AUFGABE
Gib den ganzen Text über Bildung und Marktwirtschaft Wort für Wort und ohne Änderung aus.

QUELLE

- - -

Alles verändert sich. Unsere Werte, unsere Normen, der gesamte gesellschaftliche Aufbau. Es geht um die Einführung der Marktwirtschaft und die verschiedenen Formen der Demokratie. Und es geht darum, wie das tschechoslowakische Bildungssystem auf diese Veränderungen reagieren kann — und muß.

Wenn bestimmte Elemente der Marktwirtschaft einfach auf das Schulsystem angewandt werden, wird dabei häufig vergessen, daß Bildung „an sich“ ein grundlegender Wert ist; daß es nicht allein um die berufliche Qualifikation eines Einzelnen oder einer Gruppe der Bevölkerung geht, sondern um das Bildungsniveau der gesamten Gesellschaft, der Nation. Bildung findet nicht nur zum Zweck der besseren Versorgung des Arbeitsmarktes statt. Es geht nicht nur darum, daß die Menschen ihre Arbeit besser und mit höherer Produktivität leisten. Entscheidend ist vielmehr etwas anderes: die Würde des Menschen.

Bildung und Freiheit; Bildung und Moral; Bildung und Leistungsfähigkeit, Selbstbewußtsein und Sicherheit; Bildung und Gerechtigkeitssinn — das alles sind unermeßliche und voneinander abhängige Begriffe und Werte. Bildung ist auch die Freude, die Welt zu erkennen. Bildung trägt zur Integration des Einzelnen und ganzer Gruppen in die Gesellschaft bei.

- - -

DATENSÄTZE
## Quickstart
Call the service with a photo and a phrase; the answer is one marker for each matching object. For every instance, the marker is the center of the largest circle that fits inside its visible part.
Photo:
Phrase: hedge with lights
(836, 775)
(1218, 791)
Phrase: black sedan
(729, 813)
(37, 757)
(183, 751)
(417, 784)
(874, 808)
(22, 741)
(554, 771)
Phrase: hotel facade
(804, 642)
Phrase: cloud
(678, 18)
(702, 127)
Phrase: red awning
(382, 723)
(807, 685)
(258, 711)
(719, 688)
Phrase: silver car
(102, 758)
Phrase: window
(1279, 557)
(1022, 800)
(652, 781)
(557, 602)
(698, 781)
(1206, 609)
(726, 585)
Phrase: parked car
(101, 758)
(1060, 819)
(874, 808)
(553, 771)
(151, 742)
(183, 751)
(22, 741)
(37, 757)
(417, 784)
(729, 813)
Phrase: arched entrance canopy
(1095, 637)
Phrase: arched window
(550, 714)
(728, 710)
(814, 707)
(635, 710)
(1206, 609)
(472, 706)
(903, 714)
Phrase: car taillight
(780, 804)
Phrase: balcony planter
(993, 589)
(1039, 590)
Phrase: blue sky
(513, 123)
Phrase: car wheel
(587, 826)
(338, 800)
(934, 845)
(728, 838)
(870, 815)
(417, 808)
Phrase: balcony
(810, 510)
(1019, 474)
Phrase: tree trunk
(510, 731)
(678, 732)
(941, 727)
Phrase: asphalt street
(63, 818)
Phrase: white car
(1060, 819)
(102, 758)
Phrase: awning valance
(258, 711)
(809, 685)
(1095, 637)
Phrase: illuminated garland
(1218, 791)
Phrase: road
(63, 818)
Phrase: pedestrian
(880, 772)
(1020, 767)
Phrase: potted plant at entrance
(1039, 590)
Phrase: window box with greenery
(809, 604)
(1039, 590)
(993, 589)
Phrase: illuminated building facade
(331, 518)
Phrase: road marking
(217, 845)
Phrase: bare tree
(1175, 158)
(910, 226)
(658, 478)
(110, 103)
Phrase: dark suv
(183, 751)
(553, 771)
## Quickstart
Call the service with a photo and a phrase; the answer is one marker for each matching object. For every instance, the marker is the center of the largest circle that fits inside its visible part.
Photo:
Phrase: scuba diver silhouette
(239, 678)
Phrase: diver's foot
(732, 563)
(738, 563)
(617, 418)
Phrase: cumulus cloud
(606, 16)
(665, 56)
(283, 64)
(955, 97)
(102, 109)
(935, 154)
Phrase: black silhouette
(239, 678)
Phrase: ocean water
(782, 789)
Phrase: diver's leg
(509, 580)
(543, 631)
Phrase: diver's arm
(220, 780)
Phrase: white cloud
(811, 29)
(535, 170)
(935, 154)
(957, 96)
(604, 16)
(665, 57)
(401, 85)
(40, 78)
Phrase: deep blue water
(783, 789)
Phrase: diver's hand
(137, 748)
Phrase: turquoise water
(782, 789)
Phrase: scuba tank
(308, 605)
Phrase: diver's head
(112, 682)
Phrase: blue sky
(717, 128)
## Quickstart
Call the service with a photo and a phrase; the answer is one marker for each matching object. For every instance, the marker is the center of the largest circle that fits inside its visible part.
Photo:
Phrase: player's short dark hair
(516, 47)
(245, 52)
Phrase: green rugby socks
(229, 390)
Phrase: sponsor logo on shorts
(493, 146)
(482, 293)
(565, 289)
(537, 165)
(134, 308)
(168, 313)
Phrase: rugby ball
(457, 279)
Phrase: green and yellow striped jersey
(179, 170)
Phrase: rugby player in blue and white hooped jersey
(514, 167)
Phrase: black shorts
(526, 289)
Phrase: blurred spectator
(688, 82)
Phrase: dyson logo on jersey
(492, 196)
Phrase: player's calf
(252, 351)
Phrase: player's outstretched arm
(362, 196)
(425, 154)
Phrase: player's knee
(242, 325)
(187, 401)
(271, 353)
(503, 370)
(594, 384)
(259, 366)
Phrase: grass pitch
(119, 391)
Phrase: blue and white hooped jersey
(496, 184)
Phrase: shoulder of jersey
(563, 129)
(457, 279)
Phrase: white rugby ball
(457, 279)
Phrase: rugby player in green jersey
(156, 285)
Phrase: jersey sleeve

- - -

ANTWORT
Alles verändert sich. Unsere Werte, unsere Normen, der gesamte gesellschaftliche Aufbau. Es geht um die Einführung der Marktwirtschaft und die verschiedenen Formen der Demokratie. Und es geht darum, wie das tschechoslowakische Bildungssystem auf diese Veränderungen reagieren kann — und muß.

Wenn bestimmte Elemente der Marktwirtschaft einfach auf das Schulsystem angewandt werden, wird dabei häufig vergessen, daß Bildung „an sich“ ein grundlegender Wert ist; daß es nicht allein um die berufliche Qualifikation eines Einzelnen oder einer Gruppe der Bevölkerung geht, sondern um das Bildungsniveau der gesamten Gesellschaft, der Nation. Bildung findet nicht nur zum Zweck der besseren Versorgung des Arbeitsmarktes statt. Es geht nicht nur darum, daß die Menschen ihre Arbeit besser und mit höherer Produktivität leisten. Entscheidend ist vielmehr etwas anderes: die Würde des Menschen.

Bildung und Freiheit; Bildung und Moral; Bildung und Leistungsfähigkeit, Selbstbewußtsein und Sicherheit; Bildung und Gerechtigkeitssinn — das alles sind unermeßliche und voneinander abhängige Begriffe und Werte. Bildung ist auch die Freude, die Welt zu erkennen. Bildung trägt zur Integration des Einzelnen und ganzer Gruppen in die Gesellschaft bei.